» **Task details**: Can you format the stretch of records below, from the line containing "Phrase: blue polo shirt" through the end of the records, as a numbered list, with blank lines omitted?

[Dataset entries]
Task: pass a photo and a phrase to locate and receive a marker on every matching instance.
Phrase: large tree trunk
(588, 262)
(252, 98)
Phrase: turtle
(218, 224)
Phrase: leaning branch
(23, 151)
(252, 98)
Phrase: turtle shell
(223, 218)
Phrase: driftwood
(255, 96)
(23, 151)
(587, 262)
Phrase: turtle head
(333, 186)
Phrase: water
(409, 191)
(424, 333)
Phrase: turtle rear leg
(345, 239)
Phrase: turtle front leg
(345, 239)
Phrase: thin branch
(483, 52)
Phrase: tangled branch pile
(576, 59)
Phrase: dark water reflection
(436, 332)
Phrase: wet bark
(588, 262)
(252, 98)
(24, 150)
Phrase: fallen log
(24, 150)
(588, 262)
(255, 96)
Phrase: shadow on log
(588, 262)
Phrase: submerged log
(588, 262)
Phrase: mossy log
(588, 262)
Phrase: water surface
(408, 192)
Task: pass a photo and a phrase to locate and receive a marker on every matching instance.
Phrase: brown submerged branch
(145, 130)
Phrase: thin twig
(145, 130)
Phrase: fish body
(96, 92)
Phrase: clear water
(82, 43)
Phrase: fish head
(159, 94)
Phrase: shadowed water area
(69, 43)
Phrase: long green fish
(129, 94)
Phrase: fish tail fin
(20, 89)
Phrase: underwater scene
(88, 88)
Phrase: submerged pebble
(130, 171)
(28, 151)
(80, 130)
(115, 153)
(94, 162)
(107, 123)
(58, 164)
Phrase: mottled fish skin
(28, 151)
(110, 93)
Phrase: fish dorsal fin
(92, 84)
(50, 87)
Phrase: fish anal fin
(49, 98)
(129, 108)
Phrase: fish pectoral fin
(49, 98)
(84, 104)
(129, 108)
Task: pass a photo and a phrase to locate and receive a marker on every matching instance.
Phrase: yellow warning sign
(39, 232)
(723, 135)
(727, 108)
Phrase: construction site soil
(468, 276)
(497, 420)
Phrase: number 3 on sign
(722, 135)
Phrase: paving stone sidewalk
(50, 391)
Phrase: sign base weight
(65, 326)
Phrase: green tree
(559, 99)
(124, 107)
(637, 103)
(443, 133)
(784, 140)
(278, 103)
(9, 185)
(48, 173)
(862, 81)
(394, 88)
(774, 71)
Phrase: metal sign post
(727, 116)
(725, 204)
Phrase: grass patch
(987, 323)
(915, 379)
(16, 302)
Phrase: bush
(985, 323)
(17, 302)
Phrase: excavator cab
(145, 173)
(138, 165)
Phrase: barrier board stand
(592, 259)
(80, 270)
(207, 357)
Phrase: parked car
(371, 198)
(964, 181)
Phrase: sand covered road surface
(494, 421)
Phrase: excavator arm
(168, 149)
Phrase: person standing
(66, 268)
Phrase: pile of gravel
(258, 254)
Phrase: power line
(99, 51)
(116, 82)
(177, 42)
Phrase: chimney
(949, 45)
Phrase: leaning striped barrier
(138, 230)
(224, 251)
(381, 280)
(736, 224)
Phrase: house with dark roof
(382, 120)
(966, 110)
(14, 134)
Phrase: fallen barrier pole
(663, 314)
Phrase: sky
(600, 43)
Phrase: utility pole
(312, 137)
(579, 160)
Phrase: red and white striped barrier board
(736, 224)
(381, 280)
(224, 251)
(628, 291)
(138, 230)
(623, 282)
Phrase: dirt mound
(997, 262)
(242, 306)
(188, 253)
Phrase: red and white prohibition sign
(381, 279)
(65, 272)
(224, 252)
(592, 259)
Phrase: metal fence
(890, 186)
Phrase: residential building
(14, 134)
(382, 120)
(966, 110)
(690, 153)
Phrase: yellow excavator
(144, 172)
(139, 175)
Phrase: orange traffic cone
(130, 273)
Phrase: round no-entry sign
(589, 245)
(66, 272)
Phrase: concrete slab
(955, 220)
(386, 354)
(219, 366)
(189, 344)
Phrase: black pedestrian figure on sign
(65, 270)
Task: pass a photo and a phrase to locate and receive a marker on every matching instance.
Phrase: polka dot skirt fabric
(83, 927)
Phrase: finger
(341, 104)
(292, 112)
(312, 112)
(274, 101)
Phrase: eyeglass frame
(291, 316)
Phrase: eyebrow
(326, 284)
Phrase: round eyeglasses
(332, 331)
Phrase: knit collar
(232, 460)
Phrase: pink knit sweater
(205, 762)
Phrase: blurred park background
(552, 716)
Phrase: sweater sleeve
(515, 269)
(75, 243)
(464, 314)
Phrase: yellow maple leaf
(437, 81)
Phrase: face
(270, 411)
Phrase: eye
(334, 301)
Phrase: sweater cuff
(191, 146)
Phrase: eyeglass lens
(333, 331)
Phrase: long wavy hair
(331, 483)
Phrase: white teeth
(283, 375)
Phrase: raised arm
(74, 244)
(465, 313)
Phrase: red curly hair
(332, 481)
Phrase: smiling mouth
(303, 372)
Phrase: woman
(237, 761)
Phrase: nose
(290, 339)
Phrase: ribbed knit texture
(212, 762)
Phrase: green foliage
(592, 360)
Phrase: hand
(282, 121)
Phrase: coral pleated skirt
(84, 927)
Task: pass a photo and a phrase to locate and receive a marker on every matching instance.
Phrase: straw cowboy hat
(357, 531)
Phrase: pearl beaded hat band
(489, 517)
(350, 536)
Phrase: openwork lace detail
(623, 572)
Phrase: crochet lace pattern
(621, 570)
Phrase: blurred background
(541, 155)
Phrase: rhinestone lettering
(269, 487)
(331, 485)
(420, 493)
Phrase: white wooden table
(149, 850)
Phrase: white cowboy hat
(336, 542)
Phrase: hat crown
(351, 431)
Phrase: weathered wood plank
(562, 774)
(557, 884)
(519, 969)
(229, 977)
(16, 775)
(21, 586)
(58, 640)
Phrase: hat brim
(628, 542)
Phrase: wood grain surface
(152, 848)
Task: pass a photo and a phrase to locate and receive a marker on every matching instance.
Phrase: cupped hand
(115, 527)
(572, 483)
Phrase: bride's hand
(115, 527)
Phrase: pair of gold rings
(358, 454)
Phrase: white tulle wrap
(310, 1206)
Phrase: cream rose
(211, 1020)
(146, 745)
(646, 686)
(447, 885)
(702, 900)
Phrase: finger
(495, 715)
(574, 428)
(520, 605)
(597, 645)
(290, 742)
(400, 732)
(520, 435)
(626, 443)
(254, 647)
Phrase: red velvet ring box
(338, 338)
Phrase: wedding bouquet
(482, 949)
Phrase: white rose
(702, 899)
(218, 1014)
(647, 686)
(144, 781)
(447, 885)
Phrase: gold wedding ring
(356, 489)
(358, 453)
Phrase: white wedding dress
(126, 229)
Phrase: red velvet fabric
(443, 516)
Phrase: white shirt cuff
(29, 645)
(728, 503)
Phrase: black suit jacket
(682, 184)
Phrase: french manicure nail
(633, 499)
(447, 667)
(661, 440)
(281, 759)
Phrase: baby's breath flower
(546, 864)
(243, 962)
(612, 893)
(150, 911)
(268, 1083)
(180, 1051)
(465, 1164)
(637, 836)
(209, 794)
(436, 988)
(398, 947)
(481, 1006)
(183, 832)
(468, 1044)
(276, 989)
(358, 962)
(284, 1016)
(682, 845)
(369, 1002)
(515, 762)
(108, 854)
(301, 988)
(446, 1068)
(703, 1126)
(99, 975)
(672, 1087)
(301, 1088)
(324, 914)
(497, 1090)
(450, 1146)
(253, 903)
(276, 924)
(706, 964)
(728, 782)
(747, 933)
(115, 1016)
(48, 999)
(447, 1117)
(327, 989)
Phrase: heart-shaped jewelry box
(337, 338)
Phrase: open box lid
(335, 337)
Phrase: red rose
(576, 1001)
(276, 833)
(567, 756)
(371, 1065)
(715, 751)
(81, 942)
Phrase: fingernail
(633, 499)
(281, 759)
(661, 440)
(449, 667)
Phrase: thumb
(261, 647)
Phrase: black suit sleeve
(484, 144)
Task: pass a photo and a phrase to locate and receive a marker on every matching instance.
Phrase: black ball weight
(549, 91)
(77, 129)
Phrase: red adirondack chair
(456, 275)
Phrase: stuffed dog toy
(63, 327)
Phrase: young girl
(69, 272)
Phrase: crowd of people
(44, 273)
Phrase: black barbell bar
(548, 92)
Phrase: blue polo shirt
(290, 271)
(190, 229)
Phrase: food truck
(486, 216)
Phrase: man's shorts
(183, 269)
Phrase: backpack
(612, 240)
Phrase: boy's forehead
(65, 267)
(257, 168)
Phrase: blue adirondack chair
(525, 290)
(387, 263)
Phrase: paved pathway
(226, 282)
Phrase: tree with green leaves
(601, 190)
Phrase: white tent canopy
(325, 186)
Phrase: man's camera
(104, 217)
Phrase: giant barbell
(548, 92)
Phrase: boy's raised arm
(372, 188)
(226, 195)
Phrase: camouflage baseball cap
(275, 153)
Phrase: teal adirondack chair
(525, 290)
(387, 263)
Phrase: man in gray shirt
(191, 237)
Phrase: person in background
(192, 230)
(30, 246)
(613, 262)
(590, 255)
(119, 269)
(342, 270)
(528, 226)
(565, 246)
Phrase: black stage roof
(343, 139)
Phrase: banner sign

» **Written solution**:
1. Phrase: blue polo shirt
2. (290, 271)
3. (190, 229)
4. Phrase: food truck
5. (486, 216)
6. Phrase: man's shorts
7. (183, 269)
8. Phrase: backpack
9. (612, 240)
10. Phrase: boy's forehead
11. (65, 267)
12. (257, 168)
13. Phrase: blue adirondack chair
14. (525, 290)
15. (387, 263)
16. Phrase: paved pathway
17. (226, 282)
18. Phrase: tree with green leaves
19. (601, 190)
20. Phrase: white tent canopy
21. (325, 186)
22. Phrase: man's camera
23. (104, 217)
24. Phrase: giant barbell
25. (548, 92)
26. Phrase: boy's raised arm
27. (372, 188)
28. (226, 195)
29. Phrase: camouflage baseball cap
30. (275, 153)
31. Phrase: teal adirondack chair
32. (525, 290)
33. (387, 263)
34. Phrase: man in gray shirt
35. (191, 237)
36. Phrase: person in background
37. (192, 230)
38. (30, 246)
39. (613, 262)
40. (590, 255)
41. (119, 269)
42. (342, 270)
43. (528, 226)
44. (565, 246)
45. Phrase: black stage roof
46. (343, 139)
47. Phrase: banner sign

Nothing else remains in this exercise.